> Exercise brief
Would you please transcribe the entire listing exactly?

> Data supplied
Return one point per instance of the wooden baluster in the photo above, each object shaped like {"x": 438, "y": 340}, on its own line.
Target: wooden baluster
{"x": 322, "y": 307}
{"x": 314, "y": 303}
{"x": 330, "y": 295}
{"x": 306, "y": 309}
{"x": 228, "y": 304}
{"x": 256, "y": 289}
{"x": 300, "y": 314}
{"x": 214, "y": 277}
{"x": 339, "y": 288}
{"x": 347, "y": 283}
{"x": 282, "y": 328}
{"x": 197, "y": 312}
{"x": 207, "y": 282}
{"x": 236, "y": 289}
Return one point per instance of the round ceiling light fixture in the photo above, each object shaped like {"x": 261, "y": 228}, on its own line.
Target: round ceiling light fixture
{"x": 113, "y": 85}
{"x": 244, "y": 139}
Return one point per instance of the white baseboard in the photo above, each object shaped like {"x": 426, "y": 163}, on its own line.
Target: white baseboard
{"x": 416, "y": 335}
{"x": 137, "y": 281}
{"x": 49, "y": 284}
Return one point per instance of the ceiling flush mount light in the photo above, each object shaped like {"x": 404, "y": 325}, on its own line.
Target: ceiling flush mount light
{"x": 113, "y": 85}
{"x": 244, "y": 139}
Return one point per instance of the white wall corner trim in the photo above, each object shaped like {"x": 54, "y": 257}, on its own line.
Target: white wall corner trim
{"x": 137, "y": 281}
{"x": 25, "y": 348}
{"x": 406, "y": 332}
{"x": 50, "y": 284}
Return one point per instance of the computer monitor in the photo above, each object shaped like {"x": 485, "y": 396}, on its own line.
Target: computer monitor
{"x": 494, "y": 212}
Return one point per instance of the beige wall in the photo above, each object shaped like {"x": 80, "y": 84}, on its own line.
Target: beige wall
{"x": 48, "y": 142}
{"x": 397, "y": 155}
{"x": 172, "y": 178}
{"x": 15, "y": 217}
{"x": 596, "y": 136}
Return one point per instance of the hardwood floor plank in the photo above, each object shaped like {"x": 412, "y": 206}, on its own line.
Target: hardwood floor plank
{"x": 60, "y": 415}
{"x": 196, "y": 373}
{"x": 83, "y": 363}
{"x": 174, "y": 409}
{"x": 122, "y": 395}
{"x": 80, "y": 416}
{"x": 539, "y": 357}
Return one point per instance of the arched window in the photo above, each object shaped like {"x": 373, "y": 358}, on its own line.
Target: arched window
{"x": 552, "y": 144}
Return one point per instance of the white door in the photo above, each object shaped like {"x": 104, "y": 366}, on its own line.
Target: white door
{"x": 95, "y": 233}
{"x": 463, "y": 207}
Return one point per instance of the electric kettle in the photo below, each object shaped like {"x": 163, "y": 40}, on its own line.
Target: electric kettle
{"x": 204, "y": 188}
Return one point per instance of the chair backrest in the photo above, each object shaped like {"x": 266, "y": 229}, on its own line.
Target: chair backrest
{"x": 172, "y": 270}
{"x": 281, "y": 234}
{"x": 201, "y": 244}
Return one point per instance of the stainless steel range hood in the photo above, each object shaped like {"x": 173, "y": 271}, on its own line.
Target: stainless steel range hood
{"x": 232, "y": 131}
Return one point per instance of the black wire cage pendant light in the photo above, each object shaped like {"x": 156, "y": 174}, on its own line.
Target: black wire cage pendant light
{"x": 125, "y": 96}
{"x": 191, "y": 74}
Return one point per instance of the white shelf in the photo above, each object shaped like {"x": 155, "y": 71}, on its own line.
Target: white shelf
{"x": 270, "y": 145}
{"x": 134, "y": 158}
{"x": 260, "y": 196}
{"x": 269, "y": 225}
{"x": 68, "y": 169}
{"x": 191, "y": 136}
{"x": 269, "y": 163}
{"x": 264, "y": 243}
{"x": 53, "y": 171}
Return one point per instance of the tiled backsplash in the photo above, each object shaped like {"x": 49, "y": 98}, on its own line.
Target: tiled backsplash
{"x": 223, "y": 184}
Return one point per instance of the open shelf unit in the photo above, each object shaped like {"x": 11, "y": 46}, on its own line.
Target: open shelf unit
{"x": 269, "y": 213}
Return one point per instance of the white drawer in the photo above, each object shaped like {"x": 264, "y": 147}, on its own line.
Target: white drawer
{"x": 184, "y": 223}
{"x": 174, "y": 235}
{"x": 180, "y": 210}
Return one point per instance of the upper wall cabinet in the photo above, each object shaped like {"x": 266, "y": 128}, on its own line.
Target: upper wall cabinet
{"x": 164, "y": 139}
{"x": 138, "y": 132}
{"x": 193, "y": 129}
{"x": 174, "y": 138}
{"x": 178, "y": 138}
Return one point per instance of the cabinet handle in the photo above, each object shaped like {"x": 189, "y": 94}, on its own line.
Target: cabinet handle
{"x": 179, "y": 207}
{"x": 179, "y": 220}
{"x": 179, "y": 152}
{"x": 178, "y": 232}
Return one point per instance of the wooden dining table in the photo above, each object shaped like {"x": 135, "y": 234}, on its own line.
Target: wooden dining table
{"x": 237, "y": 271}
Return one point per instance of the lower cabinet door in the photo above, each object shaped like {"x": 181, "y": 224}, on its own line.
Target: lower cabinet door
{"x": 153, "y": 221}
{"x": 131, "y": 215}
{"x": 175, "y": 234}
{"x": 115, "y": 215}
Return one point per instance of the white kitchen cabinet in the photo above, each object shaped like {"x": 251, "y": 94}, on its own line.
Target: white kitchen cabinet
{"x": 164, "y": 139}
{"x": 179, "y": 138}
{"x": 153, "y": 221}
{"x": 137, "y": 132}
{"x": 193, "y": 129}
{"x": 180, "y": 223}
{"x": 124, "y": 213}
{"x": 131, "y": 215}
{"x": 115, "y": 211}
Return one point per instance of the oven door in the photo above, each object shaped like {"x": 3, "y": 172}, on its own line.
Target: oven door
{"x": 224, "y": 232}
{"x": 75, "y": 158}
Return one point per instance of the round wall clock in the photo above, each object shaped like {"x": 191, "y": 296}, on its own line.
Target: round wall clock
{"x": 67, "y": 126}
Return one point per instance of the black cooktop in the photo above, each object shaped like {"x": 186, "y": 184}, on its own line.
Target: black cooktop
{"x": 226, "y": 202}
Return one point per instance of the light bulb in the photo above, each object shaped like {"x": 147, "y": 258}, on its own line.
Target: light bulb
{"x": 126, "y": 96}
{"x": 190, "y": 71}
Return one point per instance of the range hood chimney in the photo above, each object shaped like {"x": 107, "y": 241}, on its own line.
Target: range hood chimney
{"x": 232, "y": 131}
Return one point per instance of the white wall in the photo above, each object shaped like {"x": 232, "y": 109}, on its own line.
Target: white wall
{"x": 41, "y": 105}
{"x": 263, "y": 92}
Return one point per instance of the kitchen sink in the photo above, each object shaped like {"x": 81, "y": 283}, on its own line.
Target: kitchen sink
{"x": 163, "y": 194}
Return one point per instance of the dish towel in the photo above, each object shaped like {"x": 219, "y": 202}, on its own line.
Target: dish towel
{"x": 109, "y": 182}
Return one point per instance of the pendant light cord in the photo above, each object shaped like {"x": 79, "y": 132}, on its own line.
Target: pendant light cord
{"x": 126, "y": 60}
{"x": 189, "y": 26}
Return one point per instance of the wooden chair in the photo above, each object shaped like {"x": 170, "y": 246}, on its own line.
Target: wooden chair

> Answer below
Return one point per instance of the wooden baluster in the photo above, each object shaped like {"x": 438, "y": 340}, on its own line.
Target: wooden baluster
{"x": 322, "y": 307}
{"x": 314, "y": 303}
{"x": 330, "y": 295}
{"x": 306, "y": 309}
{"x": 228, "y": 304}
{"x": 256, "y": 289}
{"x": 300, "y": 314}
{"x": 214, "y": 277}
{"x": 339, "y": 288}
{"x": 347, "y": 283}
{"x": 282, "y": 328}
{"x": 197, "y": 312}
{"x": 207, "y": 282}
{"x": 236, "y": 289}
Return one point per instance of the round ceiling light fixture in the photo above, each object shaped like {"x": 261, "y": 228}, on its own line.
Target: round ceiling light fixture
{"x": 113, "y": 85}
{"x": 244, "y": 139}
Return one point per instance of the white baseboard in the photo above, each object shaped like {"x": 426, "y": 163}, on its own line.
Target: white baseboard
{"x": 416, "y": 335}
{"x": 137, "y": 281}
{"x": 49, "y": 284}
Return one point per instance of the ceiling flush mount light in the photo above, each object shaped like {"x": 404, "y": 325}, on its own line.
Target: ceiling flush mount light
{"x": 113, "y": 85}
{"x": 244, "y": 139}
Return one point per instance of the white wall corner trim in the photo above, each object shaped like {"x": 54, "y": 257}, on its own line.
Target: white wall corner trim
{"x": 137, "y": 281}
{"x": 25, "y": 348}
{"x": 406, "y": 332}
{"x": 50, "y": 284}
Return one point per instance of the computer monitor in the photo above, each object shaped like {"x": 485, "y": 396}, on its own line.
Target: computer monitor
{"x": 494, "y": 212}
Return one point per instance of the beige wall in the photo above, each object shaped like {"x": 80, "y": 84}, on its own line.
Target: beige wall
{"x": 48, "y": 142}
{"x": 397, "y": 155}
{"x": 172, "y": 178}
{"x": 15, "y": 217}
{"x": 596, "y": 136}
Return one point per instance of the hardwood floor plank in the photo above, each object shaped like {"x": 412, "y": 206}, on its own line.
Target: hardwood floor plank
{"x": 60, "y": 415}
{"x": 196, "y": 373}
{"x": 83, "y": 363}
{"x": 174, "y": 409}
{"x": 122, "y": 395}
{"x": 80, "y": 416}
{"x": 539, "y": 357}
Return one point per instance of the arched window in the photo above, each object shaped like {"x": 373, "y": 358}, on its own line.
Target: arched window
{"x": 552, "y": 144}
Return one point per instance of the white door in the photo above, each object shaped like {"x": 104, "y": 366}, on its own line.
Target: white door
{"x": 95, "y": 233}
{"x": 463, "y": 207}
Return one point per instance of the electric kettle in the photo below, each object shaped like {"x": 163, "y": 40}, on its own line.
Target: electric kettle
{"x": 204, "y": 188}
Return one point per instance of the chair backrest in the photo above, each object shaped like {"x": 266, "y": 229}, on its own line.
Target: chair backrest
{"x": 172, "y": 270}
{"x": 281, "y": 234}
{"x": 201, "y": 244}
Return one point per instance of the stainless steel range hood in the photo above, each object shaped like {"x": 173, "y": 271}, on its own line.
Target: stainless steel range hood
{"x": 232, "y": 131}
Return one point per instance of the black wire cage pendant light in the photo above, each object shaped like {"x": 156, "y": 174}, on its own line.
Target: black wire cage pendant light
{"x": 125, "y": 96}
{"x": 191, "y": 74}
Return one point per instance of the white shelf in the photo above, each object shaped like {"x": 155, "y": 71}, on its own line.
Target: white shelf
{"x": 270, "y": 145}
{"x": 134, "y": 158}
{"x": 260, "y": 196}
{"x": 269, "y": 225}
{"x": 68, "y": 169}
{"x": 191, "y": 136}
{"x": 269, "y": 163}
{"x": 264, "y": 243}
{"x": 53, "y": 171}
Return one point per instance of the tiled backsplash in the photo above, each object shaped like {"x": 49, "y": 98}, on its own line.
Target: tiled backsplash
{"x": 223, "y": 184}
Return one point per instance of the open shelf unit in the photo above, each object shaped like {"x": 11, "y": 46}, on its own line.
Target: open shelf unit
{"x": 269, "y": 213}
Return one point per instance of the white drawer in the photo above, each object shaped like {"x": 264, "y": 147}, on its own line.
Target: white drawer
{"x": 184, "y": 223}
{"x": 174, "y": 235}
{"x": 180, "y": 210}
Return one point per instance of the upper wall cabinet in the photo above, each object shaped like {"x": 266, "y": 128}, on its own line.
Target: upper wall cabinet
{"x": 164, "y": 139}
{"x": 138, "y": 132}
{"x": 193, "y": 129}
{"x": 174, "y": 138}
{"x": 178, "y": 138}
Return one point per instance of the cabinet handle in the photo above, each object shaped like {"x": 189, "y": 94}, on its own line.
Target: cabinet handle
{"x": 179, "y": 207}
{"x": 179, "y": 220}
{"x": 179, "y": 152}
{"x": 178, "y": 232}
Return one point per instance of the wooden dining table in the photo above, each object shaped like {"x": 135, "y": 234}, on its own line.
Target: wooden dining table
{"x": 237, "y": 271}
Return one point per instance of the lower cabinet door in the photo above, each object shaped like {"x": 181, "y": 224}, on its own line.
Target: lower cabinet door
{"x": 153, "y": 221}
{"x": 131, "y": 215}
{"x": 175, "y": 234}
{"x": 115, "y": 215}
Return one point per instance of the white kitchen cabinet in the photo above, each object shaped like {"x": 251, "y": 94}, on its own line.
Target: white kitchen cabinet
{"x": 164, "y": 139}
{"x": 179, "y": 138}
{"x": 153, "y": 221}
{"x": 137, "y": 132}
{"x": 193, "y": 129}
{"x": 180, "y": 223}
{"x": 124, "y": 213}
{"x": 131, "y": 215}
{"x": 115, "y": 211}
Return one point per instance of the oven door in the photo above, each object shaped like {"x": 3, "y": 172}, on its own line.
Target: oven door
{"x": 224, "y": 232}
{"x": 75, "y": 158}
Return one point per instance of the round wall clock in the photo above, each object shaped like {"x": 191, "y": 296}, on its own line.
Target: round wall clock
{"x": 67, "y": 126}
Return one point per instance of the black cooktop in the photo above, each object shaped like {"x": 186, "y": 184}, on its own line.
Target: black cooktop
{"x": 226, "y": 202}
Return one point per instance of the light bulb in the photo above, each object shaped like {"x": 147, "y": 258}, on its own line.
Target: light bulb
{"x": 126, "y": 96}
{"x": 190, "y": 71}
Return one point per instance of the range hood chimney in the photo above, each object shaped like {"x": 107, "y": 241}, on its own line.
Target: range hood chimney
{"x": 232, "y": 131}
Return one point per instance of the white wall in the photo above, each object shaped like {"x": 232, "y": 109}, on its own line.
Target: white wall
{"x": 41, "y": 105}
{"x": 263, "y": 92}
Return one point per instance of the kitchen sink in the photo above, each object shaped like {"x": 81, "y": 283}, on its own line.
Target: kitchen sink
{"x": 163, "y": 194}
Return one point per instance of the dish towel in the photo above, each object shaped like {"x": 219, "y": 202}, on its own line.
Target: dish towel
{"x": 109, "y": 182}
Return one point per instance of the pendant light cord in the photo above, each object shaped like {"x": 79, "y": 132}, on its own line.
Target: pendant light cord
{"x": 126, "y": 60}
{"x": 189, "y": 26}
Return one point per instance of the wooden chair in the photo above, each object shaped like {"x": 170, "y": 246}, on its own line.
Target: wooden chair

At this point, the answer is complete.